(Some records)
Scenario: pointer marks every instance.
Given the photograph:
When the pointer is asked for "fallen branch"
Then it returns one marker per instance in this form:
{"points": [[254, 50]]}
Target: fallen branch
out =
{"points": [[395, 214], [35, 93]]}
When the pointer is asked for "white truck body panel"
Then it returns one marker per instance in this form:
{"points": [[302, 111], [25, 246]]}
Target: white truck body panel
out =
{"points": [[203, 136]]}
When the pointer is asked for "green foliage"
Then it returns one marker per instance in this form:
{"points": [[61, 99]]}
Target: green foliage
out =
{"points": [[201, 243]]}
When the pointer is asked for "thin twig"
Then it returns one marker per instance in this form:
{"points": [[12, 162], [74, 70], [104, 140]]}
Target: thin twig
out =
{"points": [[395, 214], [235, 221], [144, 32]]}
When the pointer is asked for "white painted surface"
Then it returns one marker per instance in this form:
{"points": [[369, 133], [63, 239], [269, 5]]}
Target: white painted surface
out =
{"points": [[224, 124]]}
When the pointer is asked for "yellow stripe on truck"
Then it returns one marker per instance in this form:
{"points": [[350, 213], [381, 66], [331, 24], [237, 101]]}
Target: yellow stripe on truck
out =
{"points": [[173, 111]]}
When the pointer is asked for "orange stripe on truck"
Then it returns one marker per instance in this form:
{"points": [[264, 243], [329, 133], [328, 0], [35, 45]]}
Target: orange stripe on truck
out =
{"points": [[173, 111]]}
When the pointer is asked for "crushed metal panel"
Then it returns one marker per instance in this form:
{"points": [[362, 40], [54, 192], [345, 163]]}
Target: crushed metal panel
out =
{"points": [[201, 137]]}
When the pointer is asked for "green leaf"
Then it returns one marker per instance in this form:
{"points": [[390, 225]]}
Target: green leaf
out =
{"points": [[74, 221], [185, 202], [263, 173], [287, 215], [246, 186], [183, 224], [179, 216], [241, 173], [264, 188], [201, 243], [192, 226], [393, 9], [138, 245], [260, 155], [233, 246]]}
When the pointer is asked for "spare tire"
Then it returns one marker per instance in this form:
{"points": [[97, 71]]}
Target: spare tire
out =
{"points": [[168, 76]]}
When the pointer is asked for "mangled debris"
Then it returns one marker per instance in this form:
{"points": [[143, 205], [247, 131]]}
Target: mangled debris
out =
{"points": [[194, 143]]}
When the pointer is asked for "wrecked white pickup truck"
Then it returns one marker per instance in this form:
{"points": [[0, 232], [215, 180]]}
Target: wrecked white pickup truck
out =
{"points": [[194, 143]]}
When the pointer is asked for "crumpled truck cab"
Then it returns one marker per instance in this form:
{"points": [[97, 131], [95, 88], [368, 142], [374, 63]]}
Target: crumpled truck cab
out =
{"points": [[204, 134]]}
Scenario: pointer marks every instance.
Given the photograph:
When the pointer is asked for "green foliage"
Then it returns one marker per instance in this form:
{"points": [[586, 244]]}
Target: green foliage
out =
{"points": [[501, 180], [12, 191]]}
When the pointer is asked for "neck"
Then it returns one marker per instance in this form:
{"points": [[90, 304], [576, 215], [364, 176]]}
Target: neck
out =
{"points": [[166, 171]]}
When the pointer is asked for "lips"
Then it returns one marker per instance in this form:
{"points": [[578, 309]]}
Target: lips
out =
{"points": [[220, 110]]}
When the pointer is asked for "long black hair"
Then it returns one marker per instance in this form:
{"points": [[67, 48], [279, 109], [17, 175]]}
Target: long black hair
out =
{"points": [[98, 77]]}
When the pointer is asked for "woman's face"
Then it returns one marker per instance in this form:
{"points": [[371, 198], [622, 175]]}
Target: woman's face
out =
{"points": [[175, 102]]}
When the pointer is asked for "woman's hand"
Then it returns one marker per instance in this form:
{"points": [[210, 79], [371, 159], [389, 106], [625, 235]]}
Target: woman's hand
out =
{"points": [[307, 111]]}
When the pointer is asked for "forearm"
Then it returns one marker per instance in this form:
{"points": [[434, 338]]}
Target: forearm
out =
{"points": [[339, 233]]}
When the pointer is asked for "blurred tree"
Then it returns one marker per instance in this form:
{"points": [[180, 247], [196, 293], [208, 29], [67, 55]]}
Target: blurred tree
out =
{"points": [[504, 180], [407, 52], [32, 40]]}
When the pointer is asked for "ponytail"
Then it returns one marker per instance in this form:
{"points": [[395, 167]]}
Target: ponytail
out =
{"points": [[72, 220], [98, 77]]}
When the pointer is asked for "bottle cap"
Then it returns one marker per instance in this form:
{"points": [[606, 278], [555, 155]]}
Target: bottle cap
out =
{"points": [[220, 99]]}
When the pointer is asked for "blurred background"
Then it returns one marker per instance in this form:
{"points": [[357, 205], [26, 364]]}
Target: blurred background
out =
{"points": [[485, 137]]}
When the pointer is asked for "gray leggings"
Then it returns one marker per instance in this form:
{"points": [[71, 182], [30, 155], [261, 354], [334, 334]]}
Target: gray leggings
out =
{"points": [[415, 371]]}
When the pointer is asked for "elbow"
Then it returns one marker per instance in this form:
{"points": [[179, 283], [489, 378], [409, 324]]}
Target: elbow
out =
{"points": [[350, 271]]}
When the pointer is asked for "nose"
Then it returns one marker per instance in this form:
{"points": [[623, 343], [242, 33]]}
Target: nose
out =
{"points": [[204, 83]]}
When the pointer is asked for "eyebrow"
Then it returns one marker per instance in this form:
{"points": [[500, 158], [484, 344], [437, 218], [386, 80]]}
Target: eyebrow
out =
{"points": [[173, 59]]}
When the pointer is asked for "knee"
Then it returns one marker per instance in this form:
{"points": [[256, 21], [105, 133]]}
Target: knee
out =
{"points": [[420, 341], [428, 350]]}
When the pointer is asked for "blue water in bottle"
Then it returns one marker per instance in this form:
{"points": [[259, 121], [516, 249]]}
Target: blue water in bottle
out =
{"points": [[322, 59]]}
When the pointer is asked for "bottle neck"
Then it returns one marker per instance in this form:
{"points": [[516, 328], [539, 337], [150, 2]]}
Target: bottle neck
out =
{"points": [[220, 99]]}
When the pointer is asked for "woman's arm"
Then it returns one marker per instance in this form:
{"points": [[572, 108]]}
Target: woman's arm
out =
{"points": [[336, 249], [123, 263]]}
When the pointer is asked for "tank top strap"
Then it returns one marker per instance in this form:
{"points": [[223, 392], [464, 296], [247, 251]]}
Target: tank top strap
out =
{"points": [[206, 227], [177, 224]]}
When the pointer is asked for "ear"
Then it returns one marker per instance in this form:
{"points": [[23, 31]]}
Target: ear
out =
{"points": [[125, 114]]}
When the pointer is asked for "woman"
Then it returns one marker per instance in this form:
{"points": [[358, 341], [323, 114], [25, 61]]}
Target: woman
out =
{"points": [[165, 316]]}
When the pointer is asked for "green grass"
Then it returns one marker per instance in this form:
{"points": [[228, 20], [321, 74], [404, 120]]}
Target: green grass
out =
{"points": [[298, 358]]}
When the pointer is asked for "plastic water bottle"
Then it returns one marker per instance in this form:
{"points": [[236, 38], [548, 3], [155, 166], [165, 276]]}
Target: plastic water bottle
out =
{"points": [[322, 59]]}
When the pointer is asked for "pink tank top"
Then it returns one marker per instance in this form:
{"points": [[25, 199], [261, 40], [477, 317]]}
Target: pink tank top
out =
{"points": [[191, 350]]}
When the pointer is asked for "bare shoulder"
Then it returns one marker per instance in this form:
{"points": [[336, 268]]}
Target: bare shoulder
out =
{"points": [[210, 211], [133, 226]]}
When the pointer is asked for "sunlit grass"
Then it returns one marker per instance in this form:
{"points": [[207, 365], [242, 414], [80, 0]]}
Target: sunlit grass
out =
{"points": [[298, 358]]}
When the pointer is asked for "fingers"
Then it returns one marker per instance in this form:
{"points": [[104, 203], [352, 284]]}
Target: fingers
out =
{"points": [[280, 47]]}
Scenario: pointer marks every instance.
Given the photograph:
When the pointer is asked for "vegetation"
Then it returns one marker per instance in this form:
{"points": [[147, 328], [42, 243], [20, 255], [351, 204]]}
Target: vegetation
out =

▶ _Exercise_: Find every line in the data above that contains the string "body", matching case exactly, and copy each of those lines.

▶ _Result_:
When the pointer is asked for "white truck body panel"
Target: white truck body panel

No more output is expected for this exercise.